#'
#' Import a File Written in the JCAMP-DX Format
#'
#' This function supervises the entire import process.
#' Not all official formats are supported, see the vignettes.
#' Prior to release, this package is checked against a very large number of files in the
#' author's collection. However, the JCAMP-DX standard allows many variations and it is
#' difficult to anticipate all permutations. Error messages will
#' generally let you know what's going on. If you have a file that you feel should be
#' supported but gives an error, please file an issue at Github and share the file.
#'
#' @param file Character. The file name to import.
#'
#' @param SOFC Logical. "Stop on Failed Check"
#' The default is \code{TRUE} i.e. stop when something is not right.
#' This ensures that correct data is returned. Change to \code{FALSE} at your own risk.
#' NOTE: Only certain checks can be skipped via this option, as there are some
#' parameters that must be available and correct in order to return \emph{any} answer.
#' For instance, one must end up with the same number of X and Y values.
#' This option is provided for those \pkg{advanced
#' users} who have carefully checked their original files and want to skip the
#' required checks. It may also be useful for troubleshooting.

▶ [Material provided]
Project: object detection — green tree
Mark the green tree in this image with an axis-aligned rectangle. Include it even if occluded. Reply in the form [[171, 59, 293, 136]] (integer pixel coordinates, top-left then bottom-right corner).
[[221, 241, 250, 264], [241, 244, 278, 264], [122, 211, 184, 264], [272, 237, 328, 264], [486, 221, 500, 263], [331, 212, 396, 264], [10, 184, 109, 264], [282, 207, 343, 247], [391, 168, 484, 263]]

▶ [Goal] Copy out the section of the JCAMP-DX import documentation that starts with "#' This ensures" and ends with "and Y values.", substituting "fields" for "parameters". The data can be set aside, since none of it is used.

▶ [The output]
#' This ensures that correct data is returned. Change to \code{FALSE} at your own risk.
#' NOTE: Only certain checks can be skipped via this option, as there are some
#' fields that must be available and correct in order to return \emph{any} answer.
#' For instance, one must end up with the same number of X and Y values.